Whenever a line below includes the word "concrete", copy that line.

THE DATA ::
--- START ---
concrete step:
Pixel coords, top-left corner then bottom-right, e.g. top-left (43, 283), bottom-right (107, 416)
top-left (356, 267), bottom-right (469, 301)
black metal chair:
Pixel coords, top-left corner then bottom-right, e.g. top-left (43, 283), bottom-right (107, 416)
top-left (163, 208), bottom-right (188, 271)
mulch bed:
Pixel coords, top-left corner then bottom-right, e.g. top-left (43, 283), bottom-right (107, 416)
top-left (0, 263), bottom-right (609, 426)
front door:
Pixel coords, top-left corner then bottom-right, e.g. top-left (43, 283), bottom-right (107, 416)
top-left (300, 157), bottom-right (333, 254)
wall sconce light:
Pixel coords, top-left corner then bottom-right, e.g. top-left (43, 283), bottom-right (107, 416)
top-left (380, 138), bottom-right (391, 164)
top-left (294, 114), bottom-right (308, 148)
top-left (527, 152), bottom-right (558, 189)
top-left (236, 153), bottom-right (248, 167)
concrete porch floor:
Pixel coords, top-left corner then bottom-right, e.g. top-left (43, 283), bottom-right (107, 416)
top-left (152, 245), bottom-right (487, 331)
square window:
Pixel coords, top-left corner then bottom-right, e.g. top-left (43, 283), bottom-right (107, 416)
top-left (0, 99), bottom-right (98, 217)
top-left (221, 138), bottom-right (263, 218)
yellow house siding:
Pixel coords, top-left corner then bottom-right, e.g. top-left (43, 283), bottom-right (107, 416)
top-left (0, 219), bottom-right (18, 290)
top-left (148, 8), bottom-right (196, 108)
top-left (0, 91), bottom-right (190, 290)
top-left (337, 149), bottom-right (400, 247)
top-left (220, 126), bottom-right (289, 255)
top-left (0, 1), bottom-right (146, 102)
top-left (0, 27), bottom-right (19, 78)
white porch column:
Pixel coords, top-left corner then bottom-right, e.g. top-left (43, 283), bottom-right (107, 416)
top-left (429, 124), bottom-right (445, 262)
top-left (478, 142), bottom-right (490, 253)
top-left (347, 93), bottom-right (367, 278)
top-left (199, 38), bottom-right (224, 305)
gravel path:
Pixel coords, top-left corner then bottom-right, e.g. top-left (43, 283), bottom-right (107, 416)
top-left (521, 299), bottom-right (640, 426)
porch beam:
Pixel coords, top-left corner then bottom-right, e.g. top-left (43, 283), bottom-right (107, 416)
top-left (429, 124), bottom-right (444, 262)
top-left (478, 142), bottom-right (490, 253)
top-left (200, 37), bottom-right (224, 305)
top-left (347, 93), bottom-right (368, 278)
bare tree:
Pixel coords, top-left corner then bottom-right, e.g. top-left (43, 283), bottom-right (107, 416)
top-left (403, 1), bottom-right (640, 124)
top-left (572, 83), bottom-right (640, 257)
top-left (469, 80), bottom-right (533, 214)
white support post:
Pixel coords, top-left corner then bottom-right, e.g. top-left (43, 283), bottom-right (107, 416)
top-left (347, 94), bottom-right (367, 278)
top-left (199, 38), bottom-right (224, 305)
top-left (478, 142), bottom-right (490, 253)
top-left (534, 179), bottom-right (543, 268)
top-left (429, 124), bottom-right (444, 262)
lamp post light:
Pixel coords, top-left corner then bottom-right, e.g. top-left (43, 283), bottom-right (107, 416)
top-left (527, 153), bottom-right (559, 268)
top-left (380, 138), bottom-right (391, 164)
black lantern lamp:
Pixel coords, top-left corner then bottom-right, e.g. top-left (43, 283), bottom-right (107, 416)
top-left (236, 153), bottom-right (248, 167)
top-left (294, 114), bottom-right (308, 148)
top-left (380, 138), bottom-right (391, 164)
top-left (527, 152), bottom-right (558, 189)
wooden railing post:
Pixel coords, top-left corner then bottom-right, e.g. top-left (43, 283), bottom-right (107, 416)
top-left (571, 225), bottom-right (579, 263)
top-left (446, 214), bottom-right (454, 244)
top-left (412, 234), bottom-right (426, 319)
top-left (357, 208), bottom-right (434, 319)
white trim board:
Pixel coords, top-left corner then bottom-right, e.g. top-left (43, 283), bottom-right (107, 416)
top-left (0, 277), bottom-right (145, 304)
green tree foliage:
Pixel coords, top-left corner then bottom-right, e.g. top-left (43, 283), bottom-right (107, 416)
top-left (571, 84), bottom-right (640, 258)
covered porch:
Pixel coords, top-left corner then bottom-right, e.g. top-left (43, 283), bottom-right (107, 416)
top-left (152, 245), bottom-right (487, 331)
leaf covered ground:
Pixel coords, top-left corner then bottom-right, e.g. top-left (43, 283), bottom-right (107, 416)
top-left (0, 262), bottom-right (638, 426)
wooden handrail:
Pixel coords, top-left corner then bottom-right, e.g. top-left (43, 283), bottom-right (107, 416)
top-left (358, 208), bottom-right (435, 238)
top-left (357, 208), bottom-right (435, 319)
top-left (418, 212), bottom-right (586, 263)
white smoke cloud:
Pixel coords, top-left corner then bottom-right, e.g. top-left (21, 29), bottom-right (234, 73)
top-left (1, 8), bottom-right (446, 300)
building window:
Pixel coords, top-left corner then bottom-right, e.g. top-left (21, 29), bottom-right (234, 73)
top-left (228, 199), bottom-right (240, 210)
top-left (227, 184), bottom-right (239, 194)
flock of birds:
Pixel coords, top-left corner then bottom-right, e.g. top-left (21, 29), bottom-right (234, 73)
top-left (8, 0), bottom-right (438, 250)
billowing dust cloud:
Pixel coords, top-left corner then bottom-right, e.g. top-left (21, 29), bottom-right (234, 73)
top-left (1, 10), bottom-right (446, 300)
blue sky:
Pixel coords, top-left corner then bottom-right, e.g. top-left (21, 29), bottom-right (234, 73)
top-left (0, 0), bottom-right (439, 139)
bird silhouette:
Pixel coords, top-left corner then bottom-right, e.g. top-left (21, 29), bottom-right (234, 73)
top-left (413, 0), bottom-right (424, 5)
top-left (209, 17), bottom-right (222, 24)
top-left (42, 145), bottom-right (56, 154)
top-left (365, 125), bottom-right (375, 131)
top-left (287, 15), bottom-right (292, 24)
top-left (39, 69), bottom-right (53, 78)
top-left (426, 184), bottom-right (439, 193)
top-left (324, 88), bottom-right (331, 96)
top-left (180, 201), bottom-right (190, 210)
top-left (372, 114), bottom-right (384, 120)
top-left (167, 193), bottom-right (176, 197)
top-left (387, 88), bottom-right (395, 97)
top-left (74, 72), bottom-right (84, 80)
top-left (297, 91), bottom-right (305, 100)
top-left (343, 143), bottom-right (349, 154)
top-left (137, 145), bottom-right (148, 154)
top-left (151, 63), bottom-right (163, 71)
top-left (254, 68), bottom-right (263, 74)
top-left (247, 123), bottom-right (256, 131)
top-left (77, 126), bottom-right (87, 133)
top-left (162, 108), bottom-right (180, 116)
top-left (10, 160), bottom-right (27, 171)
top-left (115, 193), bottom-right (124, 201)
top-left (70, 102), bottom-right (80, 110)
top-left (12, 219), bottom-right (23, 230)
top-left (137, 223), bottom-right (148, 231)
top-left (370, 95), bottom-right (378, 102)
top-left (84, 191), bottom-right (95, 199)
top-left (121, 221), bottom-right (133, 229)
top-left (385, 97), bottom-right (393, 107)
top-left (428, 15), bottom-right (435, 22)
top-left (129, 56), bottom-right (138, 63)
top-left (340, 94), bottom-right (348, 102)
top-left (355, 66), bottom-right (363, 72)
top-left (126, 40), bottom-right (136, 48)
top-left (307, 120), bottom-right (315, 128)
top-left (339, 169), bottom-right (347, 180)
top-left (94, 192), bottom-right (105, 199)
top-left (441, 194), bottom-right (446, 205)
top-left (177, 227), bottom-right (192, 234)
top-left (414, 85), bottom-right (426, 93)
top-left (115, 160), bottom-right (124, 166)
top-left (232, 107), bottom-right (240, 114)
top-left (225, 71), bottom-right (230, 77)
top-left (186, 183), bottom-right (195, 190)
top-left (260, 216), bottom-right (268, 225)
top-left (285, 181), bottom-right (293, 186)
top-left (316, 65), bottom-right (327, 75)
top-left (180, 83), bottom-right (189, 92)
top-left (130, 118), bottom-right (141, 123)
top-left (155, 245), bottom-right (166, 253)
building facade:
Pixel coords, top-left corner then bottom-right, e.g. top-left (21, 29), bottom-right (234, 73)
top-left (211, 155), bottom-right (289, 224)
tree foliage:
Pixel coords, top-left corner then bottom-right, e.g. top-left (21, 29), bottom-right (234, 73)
--- END ---
YOUR SOLUTION ::
concrete step:
concrete porch floor:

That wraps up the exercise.